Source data
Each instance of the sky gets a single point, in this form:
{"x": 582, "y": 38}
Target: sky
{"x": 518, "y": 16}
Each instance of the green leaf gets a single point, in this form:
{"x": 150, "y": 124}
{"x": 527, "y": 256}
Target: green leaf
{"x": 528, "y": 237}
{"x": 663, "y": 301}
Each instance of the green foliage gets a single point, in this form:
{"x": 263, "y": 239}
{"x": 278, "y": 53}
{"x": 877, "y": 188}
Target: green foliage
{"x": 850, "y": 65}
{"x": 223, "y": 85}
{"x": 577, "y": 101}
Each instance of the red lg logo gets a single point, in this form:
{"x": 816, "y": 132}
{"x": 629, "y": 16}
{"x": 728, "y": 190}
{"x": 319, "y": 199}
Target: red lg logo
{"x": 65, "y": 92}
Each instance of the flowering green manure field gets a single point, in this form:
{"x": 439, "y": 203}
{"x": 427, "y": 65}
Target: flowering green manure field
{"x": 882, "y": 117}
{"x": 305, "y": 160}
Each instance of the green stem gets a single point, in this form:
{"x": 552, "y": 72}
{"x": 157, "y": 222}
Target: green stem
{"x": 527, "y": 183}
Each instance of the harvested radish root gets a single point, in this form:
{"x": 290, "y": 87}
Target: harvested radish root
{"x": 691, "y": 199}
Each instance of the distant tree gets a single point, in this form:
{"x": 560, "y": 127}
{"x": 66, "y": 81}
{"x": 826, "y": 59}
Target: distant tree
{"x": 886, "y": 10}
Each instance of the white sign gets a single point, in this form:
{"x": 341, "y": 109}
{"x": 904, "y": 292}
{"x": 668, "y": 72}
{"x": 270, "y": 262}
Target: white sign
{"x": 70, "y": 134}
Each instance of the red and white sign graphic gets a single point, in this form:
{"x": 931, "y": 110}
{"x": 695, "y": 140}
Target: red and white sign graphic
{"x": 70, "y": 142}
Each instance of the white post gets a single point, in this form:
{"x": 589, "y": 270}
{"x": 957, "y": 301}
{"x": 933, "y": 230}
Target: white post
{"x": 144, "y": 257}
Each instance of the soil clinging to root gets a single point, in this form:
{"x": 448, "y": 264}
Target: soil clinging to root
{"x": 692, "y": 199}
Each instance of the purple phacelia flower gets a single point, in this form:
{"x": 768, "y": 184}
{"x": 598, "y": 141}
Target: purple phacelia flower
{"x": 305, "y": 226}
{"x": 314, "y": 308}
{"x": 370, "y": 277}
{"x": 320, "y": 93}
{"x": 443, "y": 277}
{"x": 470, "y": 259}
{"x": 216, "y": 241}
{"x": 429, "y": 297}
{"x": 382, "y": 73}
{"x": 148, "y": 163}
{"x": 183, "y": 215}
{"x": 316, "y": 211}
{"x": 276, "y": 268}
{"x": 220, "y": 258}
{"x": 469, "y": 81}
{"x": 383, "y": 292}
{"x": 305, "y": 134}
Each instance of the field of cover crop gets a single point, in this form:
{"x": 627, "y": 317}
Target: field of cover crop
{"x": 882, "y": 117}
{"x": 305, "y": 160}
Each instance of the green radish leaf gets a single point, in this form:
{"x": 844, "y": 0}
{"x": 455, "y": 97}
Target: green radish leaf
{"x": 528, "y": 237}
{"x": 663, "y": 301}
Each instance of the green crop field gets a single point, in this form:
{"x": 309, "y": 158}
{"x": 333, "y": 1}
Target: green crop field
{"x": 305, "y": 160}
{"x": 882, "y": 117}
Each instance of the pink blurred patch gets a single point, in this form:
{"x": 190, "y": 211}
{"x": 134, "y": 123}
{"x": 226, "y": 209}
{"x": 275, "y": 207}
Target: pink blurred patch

## WHAT THIS TASK INVOLVES
Return every entry exactly as given.

## COMPLETE RESPONSE
Each instance of the sky gets a single point, in this form:
{"x": 582, "y": 38}
Target: sky
{"x": 518, "y": 16}
Each instance of the green leaf gets a single point, in this form:
{"x": 150, "y": 124}
{"x": 527, "y": 256}
Target: green leaf
{"x": 528, "y": 237}
{"x": 663, "y": 301}
Each instance of the green foliage gets a single point, in this form:
{"x": 263, "y": 239}
{"x": 278, "y": 53}
{"x": 877, "y": 188}
Target: green foliage
{"x": 850, "y": 65}
{"x": 223, "y": 85}
{"x": 577, "y": 101}
Each instance of the red lg logo gets a single point, in this form:
{"x": 816, "y": 132}
{"x": 629, "y": 16}
{"x": 728, "y": 190}
{"x": 319, "y": 199}
Target: red lg logo
{"x": 65, "y": 92}
Each instance of the flowering green manure field gets a single point, in this form:
{"x": 439, "y": 203}
{"x": 427, "y": 65}
Target: flowering green manure field
{"x": 882, "y": 117}
{"x": 305, "y": 160}
Each instance of the green stem gets a single point, in this form:
{"x": 552, "y": 72}
{"x": 157, "y": 222}
Target: green stem
{"x": 527, "y": 183}
Each instance of the harvested radish root gets a single point, in this form:
{"x": 290, "y": 87}
Target: harvested radish root
{"x": 691, "y": 199}
Each instance of the distant tree gets a single point, in this form:
{"x": 560, "y": 127}
{"x": 66, "y": 81}
{"x": 826, "y": 59}
Target: distant tree
{"x": 886, "y": 10}
Each instance of the white sign gets a single point, in this form:
{"x": 341, "y": 109}
{"x": 904, "y": 292}
{"x": 668, "y": 72}
{"x": 270, "y": 262}
Target: white sign
{"x": 70, "y": 134}
Each instance of the red and white sign graphic gets a single point, in this form:
{"x": 931, "y": 110}
{"x": 695, "y": 140}
Target: red and white sign graphic
{"x": 70, "y": 142}
Each instance of the white post gets a single point, in this form:
{"x": 589, "y": 270}
{"x": 957, "y": 301}
{"x": 933, "y": 230}
Target: white post
{"x": 144, "y": 257}
Each instance of the soil clinging to root gets a single point, in this form:
{"x": 448, "y": 264}
Target: soil clinging to root
{"x": 692, "y": 199}
Each instance of the purple phacelia flower gets a single point, in this form:
{"x": 768, "y": 184}
{"x": 598, "y": 141}
Target: purple phacelia flower
{"x": 305, "y": 226}
{"x": 314, "y": 308}
{"x": 370, "y": 277}
{"x": 320, "y": 93}
{"x": 443, "y": 277}
{"x": 470, "y": 259}
{"x": 216, "y": 241}
{"x": 429, "y": 297}
{"x": 382, "y": 73}
{"x": 148, "y": 163}
{"x": 183, "y": 215}
{"x": 316, "y": 211}
{"x": 276, "y": 268}
{"x": 220, "y": 258}
{"x": 469, "y": 81}
{"x": 383, "y": 292}
{"x": 305, "y": 134}
Each instance of the field of cover crop gets a single point, in this form:
{"x": 627, "y": 317}
Target: field of cover crop
{"x": 882, "y": 117}
{"x": 305, "y": 160}
Each instance of the green radish leaf gets a single point, in this form:
{"x": 844, "y": 0}
{"x": 455, "y": 97}
Target: green radish leaf
{"x": 528, "y": 237}
{"x": 663, "y": 301}
Each instance of the green crop field gets a single point, in this form:
{"x": 309, "y": 158}
{"x": 333, "y": 1}
Target: green crop field
{"x": 305, "y": 160}
{"x": 882, "y": 117}
Each instance of the pink blurred patch gets a single point, in this form:
{"x": 190, "y": 211}
{"x": 134, "y": 123}
{"x": 226, "y": 209}
{"x": 275, "y": 207}
Target: pink blurred patch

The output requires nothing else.